[Stored data entries]
───

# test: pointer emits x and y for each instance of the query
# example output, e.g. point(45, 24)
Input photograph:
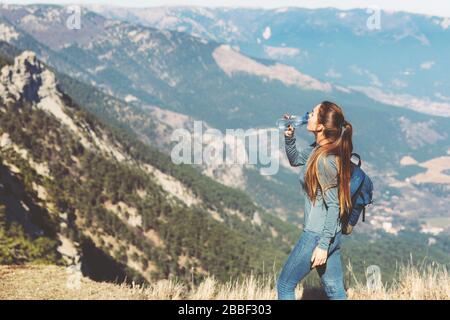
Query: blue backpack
point(361, 190)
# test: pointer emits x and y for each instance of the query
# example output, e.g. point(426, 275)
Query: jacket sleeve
point(296, 157)
point(328, 178)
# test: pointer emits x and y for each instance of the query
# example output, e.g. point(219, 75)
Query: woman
point(325, 169)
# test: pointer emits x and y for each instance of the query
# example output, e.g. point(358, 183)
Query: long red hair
point(339, 132)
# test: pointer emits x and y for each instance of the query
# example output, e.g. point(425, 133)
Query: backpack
point(361, 190)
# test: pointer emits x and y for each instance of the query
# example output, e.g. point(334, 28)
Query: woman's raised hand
point(290, 130)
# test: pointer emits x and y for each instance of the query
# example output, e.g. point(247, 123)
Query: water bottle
point(294, 120)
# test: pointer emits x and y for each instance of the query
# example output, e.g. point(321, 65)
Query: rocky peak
point(26, 79)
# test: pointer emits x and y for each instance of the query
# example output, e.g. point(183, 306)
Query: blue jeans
point(298, 265)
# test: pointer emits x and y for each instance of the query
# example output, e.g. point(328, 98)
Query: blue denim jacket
point(320, 218)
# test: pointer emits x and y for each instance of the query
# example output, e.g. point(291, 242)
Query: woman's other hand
point(319, 257)
point(290, 130)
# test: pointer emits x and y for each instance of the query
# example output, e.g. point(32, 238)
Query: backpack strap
point(359, 158)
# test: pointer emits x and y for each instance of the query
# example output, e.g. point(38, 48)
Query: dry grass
point(50, 282)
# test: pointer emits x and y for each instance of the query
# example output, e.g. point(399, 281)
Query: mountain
point(81, 190)
point(165, 75)
point(115, 206)
point(343, 47)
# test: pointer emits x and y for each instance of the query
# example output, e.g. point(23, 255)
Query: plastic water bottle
point(294, 120)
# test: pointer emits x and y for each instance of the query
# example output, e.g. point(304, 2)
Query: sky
point(430, 7)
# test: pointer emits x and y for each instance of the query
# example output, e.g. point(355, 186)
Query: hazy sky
point(433, 7)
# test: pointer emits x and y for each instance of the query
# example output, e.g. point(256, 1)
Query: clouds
point(427, 65)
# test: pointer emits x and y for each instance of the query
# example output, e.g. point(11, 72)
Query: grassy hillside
point(430, 282)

───

Activity: Could you print all of the entries above exactly as written, minus the pictures?

Task solution:
# test: pointer emits x and y for each instance of the query
# example output, e.g. point(45, 24)
Input photograph:
Query: blue backpack
point(361, 190)
# test: pointer emits x and y for each instance of the query
# example output, e.g. point(426, 275)
Query: jacket sleeve
point(296, 157)
point(328, 178)
# test: pointer emits x and y for each instance of the query
# example output, e.g. point(219, 75)
Query: woman
point(325, 169)
# test: pointer emits x and y for each instance of the query
# example output, e.g. point(358, 183)
Query: long red hair
point(339, 132)
# test: pointer emits x and y for each instance of the query
# example output, e.g. point(425, 133)
Query: backpack
point(361, 190)
# test: pointer emits x and y for each instance of the query
# example output, e.g. point(334, 28)
Query: woman's raised hand
point(290, 130)
# test: pointer emits x and y for each instance of the query
# example output, e.g. point(247, 123)
Query: water bottle
point(294, 120)
# test: pointer emits x and y for each instance of the query
# example output, e.g. point(321, 65)
Query: rocky peak
point(26, 79)
# test: pointer emits x and y for each instance of the query
# example output, e.g. point(183, 306)
Query: blue jeans
point(298, 265)
# test: pointer emits x and y for each instance of the query
# example output, e.g. point(328, 98)
Query: blue denim jacket
point(320, 218)
# test: pointer emits x and y for each instance of the query
# example output, e.g. point(291, 242)
Query: woman's other hand
point(319, 257)
point(290, 130)
# test: pointer emits x and y for each instance of the query
# example output, e.g. point(32, 238)
Query: backpack strap
point(359, 158)
# test: pointer emits x and y for each instance of the query
# example output, e.g. point(38, 48)
Query: dry grass
point(50, 282)
# test: pointer emits x and y for each instance of the query
# example output, e.g. point(399, 281)
Query: mountain
point(81, 190)
point(165, 75)
point(115, 206)
point(343, 47)
# test: pointer emits x and y for each instance of the query
# example output, e.g. point(23, 255)
Query: plastic water bottle
point(294, 120)
# test: pointer emits x and y for each instance of the query
# example output, e.g. point(304, 2)
Query: sky
point(430, 7)
# test: pointer emits x and y for each instance of the query
# example output, e.g. point(355, 186)
Query: hazy sky
point(433, 7)
# test: pointer emits x and y for each instance of the query
# example output, e.g. point(256, 1)
Query: clouds
point(427, 65)
# test: pointer emits x and y for each instance of the query
# example output, e.g. point(11, 72)
Query: grassy hillside
point(430, 282)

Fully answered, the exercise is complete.